» SET EXERCISE:
Can you print every one of the entries below verbatim, changing nothing?

★ ★ ★

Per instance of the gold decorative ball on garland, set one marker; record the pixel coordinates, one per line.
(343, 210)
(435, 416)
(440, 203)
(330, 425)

★ ★ ★

» SOLUTION FOR THIS PROBLEM:
Per instance of the gold decorative ball on garland, set one marker; record the pixel coordinates, one per line.
(343, 210)
(435, 416)
(440, 203)
(330, 425)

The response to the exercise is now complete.